→ **Work required**
Restate all of the entries verbatim.

---------- Record set

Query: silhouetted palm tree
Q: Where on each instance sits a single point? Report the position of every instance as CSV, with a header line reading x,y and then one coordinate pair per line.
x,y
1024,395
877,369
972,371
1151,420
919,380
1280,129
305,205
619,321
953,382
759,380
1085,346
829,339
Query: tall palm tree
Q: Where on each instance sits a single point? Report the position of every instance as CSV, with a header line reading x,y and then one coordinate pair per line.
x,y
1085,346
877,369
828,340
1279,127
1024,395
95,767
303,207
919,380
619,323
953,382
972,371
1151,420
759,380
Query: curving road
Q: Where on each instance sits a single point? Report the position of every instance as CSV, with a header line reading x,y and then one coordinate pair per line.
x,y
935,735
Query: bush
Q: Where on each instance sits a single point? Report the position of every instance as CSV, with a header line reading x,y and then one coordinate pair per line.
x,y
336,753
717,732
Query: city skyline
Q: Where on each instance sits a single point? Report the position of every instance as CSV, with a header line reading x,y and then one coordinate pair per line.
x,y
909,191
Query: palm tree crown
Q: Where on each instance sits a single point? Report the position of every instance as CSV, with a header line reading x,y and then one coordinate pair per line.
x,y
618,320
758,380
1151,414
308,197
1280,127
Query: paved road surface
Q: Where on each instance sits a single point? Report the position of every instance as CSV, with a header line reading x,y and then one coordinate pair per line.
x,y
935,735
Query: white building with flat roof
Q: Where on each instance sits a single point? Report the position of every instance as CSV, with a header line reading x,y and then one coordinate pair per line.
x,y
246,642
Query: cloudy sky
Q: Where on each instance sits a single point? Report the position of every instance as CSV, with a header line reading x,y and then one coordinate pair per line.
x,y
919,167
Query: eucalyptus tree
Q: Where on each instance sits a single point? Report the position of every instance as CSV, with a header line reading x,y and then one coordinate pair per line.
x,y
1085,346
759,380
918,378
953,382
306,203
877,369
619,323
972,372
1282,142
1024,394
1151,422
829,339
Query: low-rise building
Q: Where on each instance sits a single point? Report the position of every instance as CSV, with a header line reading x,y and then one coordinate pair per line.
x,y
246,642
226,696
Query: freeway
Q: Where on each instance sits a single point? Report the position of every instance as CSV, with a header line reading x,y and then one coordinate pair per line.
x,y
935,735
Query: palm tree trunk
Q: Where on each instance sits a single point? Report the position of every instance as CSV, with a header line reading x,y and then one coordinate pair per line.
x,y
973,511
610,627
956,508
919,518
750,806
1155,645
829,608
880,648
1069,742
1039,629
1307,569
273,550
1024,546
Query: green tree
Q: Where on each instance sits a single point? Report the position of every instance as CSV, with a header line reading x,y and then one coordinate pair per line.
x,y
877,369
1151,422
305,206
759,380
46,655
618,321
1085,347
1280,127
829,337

--------------------

→ **Reply**
Query: silhouetted palm tree
Q: Where on each instance sits a single point? Report the position of every instance as CSV, with a header line reading x,y and then one coordinate pair per line.
x,y
1024,395
877,369
972,371
1151,420
919,380
1280,129
305,205
619,321
953,382
759,380
1085,346
829,339
Query: tall palm tree
Q: Where on each instance sits a single point? Report the position of every instance as CSV, with a header line reading x,y and then one coordinate pair per line.
x,y
1085,346
877,369
828,340
1279,127
1024,395
95,767
303,207
919,380
619,323
953,382
972,371
1151,420
759,380
Query: curving road
Q: Where on each instance sits a single point? Report the position of every instance as CSV, with a header line reading x,y and then one coordinate pair per line.
x,y
935,735
Query: bush
Q: Where on each instance sits a single point? Report the position of every instance as CSV, with a header line reading x,y and then one coordinate pair per line.
x,y
336,753
717,732
Query: city skyline
Q: Where on each instance sits a single point? Report the position of every instance as CSV, with a header line reading x,y and then one coordinate pair per line.
x,y
909,191
Query: palm tree crown
Q: Where on each instance sits a single point? Report the position of every instance as CSV, with a header line reading x,y and then one coordinate pair per line.
x,y
618,320
758,380
1151,414
308,197
1280,127
Query: paved road surface
Q: Where on each instance sits a single point? Report the position of every instance as CSV, with a header line reading x,y and then one coordinate pair per line.
x,y
935,735
Query: white building with flat roof
Q: Where on each instance sits a single point? Report the position of every instance as CSV, with a header line reading x,y and then one coordinate pair per line.
x,y
246,642
Query: cloudy sky
Q: Where on each instance sits a single point? Report the position of every instance as CSV, with a header line reading x,y and then one coordinate pair per line.
x,y
919,167
Query: eucalyptus tree
Q: Where on each instance sits a single point? Report the position of every instance as CSV, with a header line reading x,y and then one coordinate pair per line.
x,y
1085,346
759,380
918,378
953,382
306,203
877,369
619,323
972,372
1282,142
1024,394
1151,422
829,339
Query: low-rise building
Q: Where on each instance sits a single point? Report the position of every instance as CSV, with a header line reading x,y and then one coordinate pair per line.
x,y
246,642
226,696
Query: freeway
Q: Where on each instance sits a single point? Report the position of every instance as CSV, with a header line reading x,y and then one coordinate pair per line.
x,y
935,735
Query: palm tree trunk
Q: Where on each instance sits a single point? Report the position of every instance as CSV, with a header line reading x,y and then one coordinate pair per line.
x,y
973,511
610,627
956,508
919,518
750,806
1155,645
829,608
880,648
1069,742
1039,629
1307,569
273,550
1024,546
Query: green tree
Q: Where on each instance sits a single point? Report the position of every instance as CSV, with a header line reading x,y and then one coordinate pair per line.
x,y
877,369
1151,422
305,206
759,380
46,655
618,321
1085,347
1280,127
829,337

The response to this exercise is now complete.